WHAT YOU HAVE TO DO -> Extract each line of the records below that contains the word "trousers", matching its case exactly.

DATA FOR THIS TASK ->
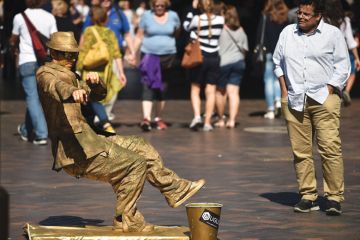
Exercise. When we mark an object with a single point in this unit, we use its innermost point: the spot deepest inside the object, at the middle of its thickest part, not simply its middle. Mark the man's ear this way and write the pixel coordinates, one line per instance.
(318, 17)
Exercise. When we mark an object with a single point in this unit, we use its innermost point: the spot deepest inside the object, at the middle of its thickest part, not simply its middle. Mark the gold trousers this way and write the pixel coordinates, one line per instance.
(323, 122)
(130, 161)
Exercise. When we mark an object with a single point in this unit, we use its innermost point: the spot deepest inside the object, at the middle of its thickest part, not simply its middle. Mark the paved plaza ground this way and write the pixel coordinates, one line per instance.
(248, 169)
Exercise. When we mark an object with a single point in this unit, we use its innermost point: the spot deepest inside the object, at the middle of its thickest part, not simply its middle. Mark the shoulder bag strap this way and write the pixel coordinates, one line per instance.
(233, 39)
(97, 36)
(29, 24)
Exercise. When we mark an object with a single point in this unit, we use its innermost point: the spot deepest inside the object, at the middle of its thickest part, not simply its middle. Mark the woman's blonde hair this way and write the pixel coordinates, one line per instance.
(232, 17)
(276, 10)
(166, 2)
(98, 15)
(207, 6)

==

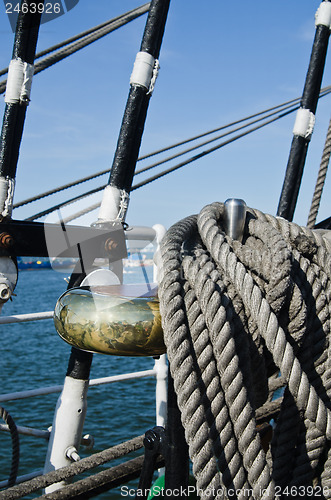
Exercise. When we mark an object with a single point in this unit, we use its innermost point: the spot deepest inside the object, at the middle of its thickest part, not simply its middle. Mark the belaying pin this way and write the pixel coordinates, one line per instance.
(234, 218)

SOLUTION TO THIS TASK ->
Exercise. When we mark an object with a single point in this unit, we use its innermost point: the spot deepest inside the object, at the middle of its thickest part, not simply its middle. Mark the gold trousers this way and write the pixel coordinates, one line per instance.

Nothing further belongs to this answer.